● **WHAT THE TASK ASKS**:
The required output is the line containing "# give x and y for each instance of the sky" and every line after it, transcribed exactly through the end of the data below.

● **THE RECORDS**:
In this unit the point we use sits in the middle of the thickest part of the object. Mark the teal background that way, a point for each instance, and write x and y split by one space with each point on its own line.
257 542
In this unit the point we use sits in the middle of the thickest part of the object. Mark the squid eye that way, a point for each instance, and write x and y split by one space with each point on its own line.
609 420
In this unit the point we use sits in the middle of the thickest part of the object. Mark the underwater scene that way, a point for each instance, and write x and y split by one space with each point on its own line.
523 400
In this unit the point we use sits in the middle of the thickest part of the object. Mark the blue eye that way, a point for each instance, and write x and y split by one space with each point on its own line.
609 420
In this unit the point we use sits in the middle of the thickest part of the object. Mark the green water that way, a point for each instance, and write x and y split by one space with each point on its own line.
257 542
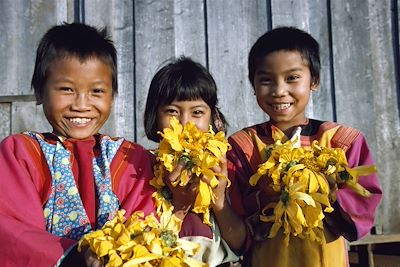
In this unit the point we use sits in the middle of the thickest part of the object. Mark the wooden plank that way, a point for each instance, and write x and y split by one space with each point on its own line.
385 113
312 18
233 27
22 24
17 98
365 90
352 66
119 23
27 116
5 120
377 239
163 30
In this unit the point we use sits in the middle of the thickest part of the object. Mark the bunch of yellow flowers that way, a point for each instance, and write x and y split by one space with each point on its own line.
306 180
200 151
141 242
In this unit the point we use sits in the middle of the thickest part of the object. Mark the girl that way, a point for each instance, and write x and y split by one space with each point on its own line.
186 90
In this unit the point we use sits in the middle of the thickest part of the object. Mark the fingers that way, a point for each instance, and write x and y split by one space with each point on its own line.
91 259
175 174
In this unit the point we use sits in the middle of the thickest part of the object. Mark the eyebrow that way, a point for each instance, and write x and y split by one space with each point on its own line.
286 71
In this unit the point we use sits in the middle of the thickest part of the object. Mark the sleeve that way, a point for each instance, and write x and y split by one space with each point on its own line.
242 197
134 190
23 235
359 210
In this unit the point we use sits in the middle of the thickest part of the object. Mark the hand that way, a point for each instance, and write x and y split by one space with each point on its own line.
91 259
183 197
219 191
265 185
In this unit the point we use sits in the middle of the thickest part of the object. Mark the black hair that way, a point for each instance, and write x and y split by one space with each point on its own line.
73 40
286 39
183 80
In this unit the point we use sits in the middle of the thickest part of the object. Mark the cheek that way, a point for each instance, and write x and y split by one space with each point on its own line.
163 122
204 123
105 107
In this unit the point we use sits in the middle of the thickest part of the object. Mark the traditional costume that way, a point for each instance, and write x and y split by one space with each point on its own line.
54 190
353 214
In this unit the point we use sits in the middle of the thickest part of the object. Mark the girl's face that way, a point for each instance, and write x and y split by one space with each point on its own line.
283 85
77 97
196 111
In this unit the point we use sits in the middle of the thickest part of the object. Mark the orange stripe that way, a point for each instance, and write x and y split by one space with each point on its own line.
344 137
119 163
33 148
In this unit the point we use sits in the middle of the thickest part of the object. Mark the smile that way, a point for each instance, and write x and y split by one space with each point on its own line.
281 106
80 121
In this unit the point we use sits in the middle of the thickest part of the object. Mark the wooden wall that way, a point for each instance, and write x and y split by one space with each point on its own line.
359 50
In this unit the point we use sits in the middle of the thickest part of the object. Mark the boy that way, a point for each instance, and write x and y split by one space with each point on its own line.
57 186
284 70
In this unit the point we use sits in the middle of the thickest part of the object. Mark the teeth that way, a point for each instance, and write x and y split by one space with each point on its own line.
79 120
280 106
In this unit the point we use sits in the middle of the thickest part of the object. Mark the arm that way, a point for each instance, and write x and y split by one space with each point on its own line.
24 239
232 227
354 216
132 171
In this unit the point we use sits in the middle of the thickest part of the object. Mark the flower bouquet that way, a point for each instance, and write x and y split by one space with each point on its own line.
141 242
200 151
306 180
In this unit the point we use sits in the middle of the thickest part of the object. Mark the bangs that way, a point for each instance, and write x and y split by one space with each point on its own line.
188 90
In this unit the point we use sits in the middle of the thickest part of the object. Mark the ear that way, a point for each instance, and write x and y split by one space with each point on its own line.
39 99
314 86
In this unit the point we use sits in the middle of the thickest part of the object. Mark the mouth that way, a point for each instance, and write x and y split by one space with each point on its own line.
281 106
79 121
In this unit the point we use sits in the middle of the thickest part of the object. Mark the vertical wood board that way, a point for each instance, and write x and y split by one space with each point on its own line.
232 30
312 18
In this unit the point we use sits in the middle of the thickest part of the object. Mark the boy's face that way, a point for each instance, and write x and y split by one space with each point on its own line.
77 97
282 84
196 111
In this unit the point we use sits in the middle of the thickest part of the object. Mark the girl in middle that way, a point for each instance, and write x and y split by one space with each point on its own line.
186 90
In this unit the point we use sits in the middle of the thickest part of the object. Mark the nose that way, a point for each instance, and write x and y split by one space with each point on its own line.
81 102
279 89
184 118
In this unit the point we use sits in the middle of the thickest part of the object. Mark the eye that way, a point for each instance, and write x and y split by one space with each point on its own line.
65 89
265 81
171 111
198 113
98 91
293 78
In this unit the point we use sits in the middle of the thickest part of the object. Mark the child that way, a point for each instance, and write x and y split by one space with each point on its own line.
284 69
58 186
186 90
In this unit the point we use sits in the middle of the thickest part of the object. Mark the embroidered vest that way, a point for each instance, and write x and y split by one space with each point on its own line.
64 212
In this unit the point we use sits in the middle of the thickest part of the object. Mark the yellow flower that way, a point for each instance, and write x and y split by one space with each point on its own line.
142 241
307 179
201 152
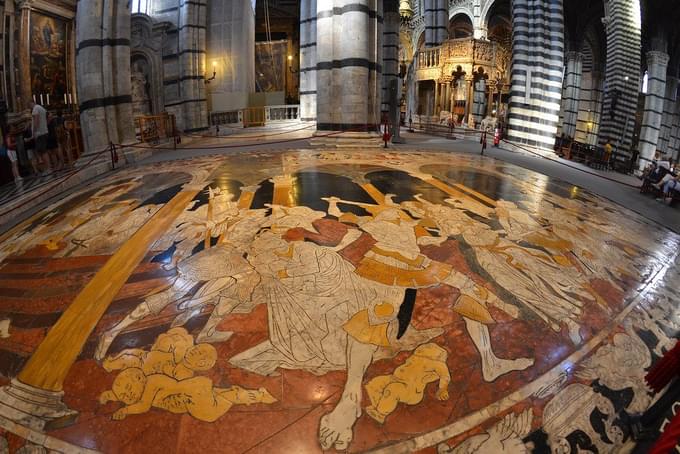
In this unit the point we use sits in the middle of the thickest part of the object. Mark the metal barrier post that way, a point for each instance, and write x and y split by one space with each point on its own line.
114 155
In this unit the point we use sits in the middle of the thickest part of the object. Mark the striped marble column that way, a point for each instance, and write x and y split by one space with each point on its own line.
308 60
622 74
436 22
390 48
669 110
572 92
192 65
347 69
657 64
589 107
430 22
103 70
537 68
442 13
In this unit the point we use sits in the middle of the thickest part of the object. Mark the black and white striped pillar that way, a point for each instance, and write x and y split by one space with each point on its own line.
572 92
657 64
442 14
622 78
308 60
479 105
589 107
103 70
390 51
192 64
537 69
347 72
669 111
436 22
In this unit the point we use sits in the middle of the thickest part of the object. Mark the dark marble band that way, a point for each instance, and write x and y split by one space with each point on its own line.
105 102
348 62
102 43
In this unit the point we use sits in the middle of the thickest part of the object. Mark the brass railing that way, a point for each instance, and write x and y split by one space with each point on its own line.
253 116
154 128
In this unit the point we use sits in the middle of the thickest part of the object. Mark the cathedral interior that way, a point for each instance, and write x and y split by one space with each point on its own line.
380 226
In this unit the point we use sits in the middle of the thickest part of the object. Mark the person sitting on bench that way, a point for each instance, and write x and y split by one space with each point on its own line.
671 186
655 175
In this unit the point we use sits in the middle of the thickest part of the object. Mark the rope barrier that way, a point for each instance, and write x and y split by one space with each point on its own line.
57 182
467 131
200 136
230 146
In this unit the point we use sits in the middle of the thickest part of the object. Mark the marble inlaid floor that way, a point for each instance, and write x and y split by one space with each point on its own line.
355 301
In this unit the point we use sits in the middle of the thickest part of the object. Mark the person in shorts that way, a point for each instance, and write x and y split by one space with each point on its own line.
40 134
11 145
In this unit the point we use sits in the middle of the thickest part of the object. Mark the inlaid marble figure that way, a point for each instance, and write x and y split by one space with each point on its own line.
407 383
226 278
532 276
195 396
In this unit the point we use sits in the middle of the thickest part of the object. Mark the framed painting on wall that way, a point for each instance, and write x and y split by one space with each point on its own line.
49 74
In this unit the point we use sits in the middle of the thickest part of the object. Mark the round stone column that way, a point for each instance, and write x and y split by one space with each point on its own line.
669 110
390 48
657 64
620 103
347 94
192 64
572 92
537 70
103 73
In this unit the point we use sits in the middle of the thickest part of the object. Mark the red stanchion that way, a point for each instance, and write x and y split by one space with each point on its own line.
669 439
665 370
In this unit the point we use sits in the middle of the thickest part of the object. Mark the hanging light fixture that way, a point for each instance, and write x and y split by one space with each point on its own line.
405 11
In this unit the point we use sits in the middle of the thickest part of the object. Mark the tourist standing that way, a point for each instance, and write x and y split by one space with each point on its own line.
53 149
11 146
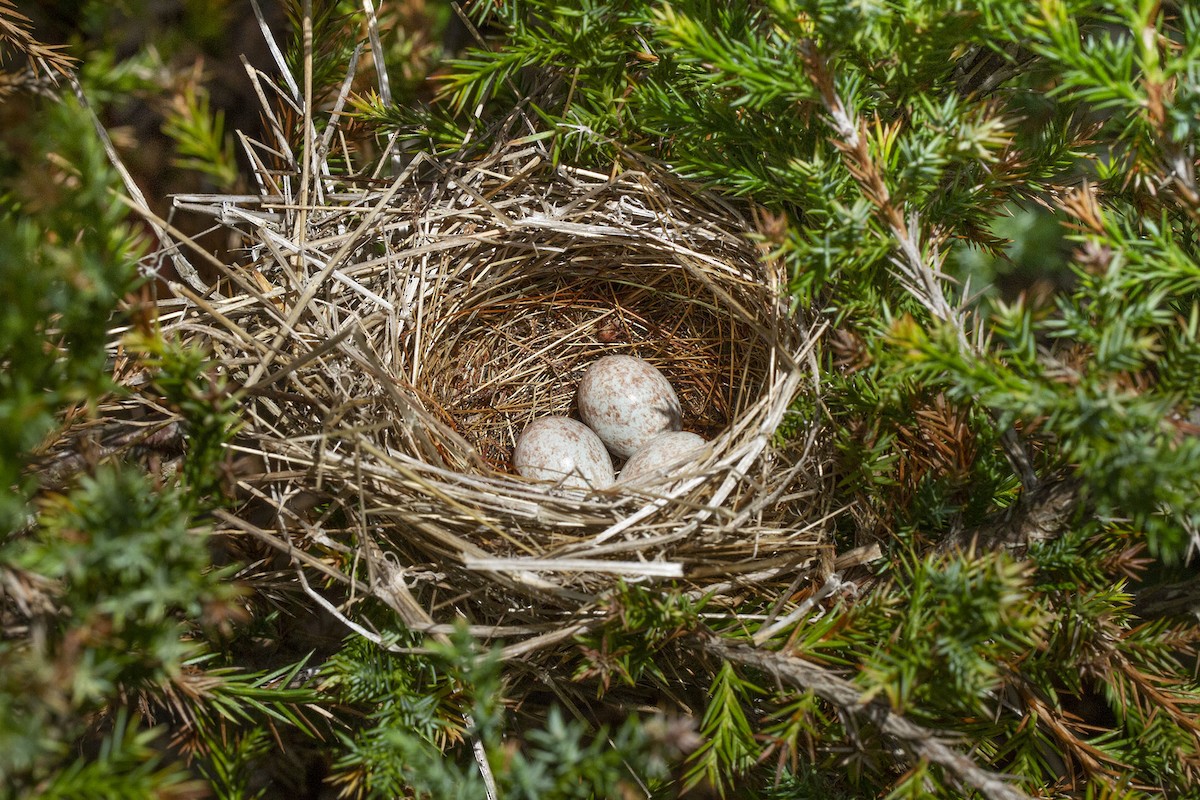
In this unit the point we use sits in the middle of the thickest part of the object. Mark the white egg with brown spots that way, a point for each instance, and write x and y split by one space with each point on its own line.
565 451
663 455
627 402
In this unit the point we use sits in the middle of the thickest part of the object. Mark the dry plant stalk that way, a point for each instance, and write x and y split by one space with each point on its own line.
391 334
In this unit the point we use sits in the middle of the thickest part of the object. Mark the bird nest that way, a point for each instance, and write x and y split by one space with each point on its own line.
389 337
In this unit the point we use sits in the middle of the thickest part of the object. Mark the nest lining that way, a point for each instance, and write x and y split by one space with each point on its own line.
393 338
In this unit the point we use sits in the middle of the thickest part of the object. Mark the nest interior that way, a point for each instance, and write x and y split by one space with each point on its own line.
391 336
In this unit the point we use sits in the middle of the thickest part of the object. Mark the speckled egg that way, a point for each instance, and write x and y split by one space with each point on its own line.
627 402
563 450
661 451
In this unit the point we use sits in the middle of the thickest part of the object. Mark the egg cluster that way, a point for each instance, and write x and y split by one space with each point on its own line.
629 409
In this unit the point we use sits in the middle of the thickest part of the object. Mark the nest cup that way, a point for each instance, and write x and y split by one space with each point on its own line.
393 354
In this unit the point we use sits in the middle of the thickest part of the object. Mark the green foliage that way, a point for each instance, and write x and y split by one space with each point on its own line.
995 205
426 713
201 140
66 256
729 747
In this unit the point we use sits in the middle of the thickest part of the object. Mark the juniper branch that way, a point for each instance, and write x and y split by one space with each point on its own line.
919 277
845 696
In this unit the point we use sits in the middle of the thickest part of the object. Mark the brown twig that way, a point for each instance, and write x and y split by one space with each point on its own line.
840 692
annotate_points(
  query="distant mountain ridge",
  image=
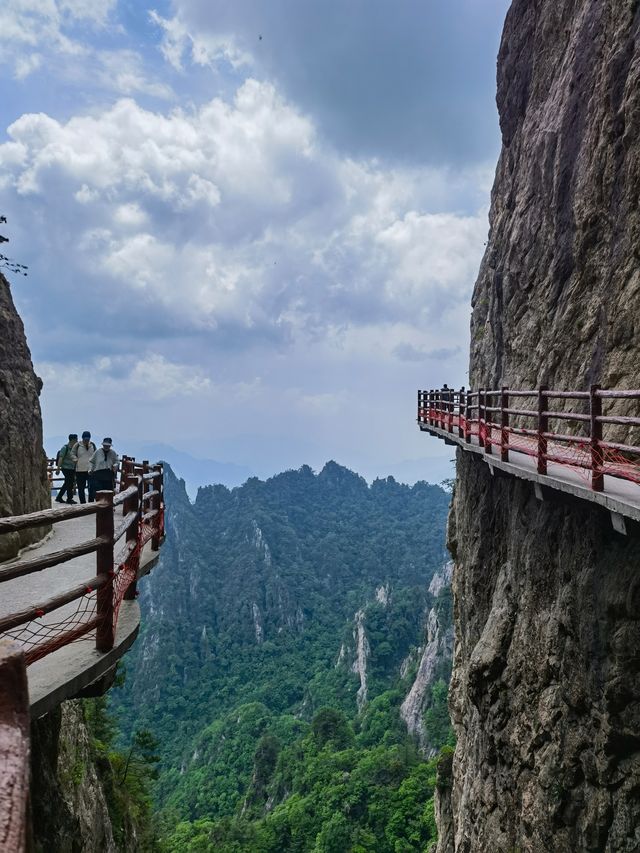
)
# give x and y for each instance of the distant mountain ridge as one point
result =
(273, 601)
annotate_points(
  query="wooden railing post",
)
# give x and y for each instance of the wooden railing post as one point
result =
(504, 425)
(132, 504)
(105, 634)
(14, 748)
(481, 421)
(488, 433)
(155, 505)
(595, 410)
(467, 415)
(543, 427)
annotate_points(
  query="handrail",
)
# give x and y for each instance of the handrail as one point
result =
(447, 409)
(45, 517)
(141, 496)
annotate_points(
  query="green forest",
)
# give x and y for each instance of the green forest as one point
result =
(242, 702)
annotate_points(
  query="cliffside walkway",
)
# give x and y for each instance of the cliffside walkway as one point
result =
(69, 602)
(588, 461)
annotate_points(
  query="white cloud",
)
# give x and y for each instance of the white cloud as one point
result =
(179, 42)
(46, 25)
(150, 378)
(233, 217)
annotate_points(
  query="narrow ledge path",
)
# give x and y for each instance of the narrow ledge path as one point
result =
(72, 669)
(620, 497)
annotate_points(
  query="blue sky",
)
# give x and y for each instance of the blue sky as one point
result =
(252, 228)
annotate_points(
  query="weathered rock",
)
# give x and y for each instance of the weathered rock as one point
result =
(434, 663)
(545, 693)
(23, 482)
(69, 809)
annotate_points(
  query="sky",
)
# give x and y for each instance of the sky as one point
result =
(252, 227)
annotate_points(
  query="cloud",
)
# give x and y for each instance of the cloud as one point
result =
(409, 352)
(414, 82)
(46, 25)
(151, 377)
(232, 221)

● **ANSWER BOX**:
# give x and y for each instance of the sky as one point
result =
(252, 227)
annotate_points(
  query="cloud",
)
# give x and y for each instance of the cloud as one point
result =
(409, 352)
(414, 82)
(46, 25)
(151, 377)
(232, 221)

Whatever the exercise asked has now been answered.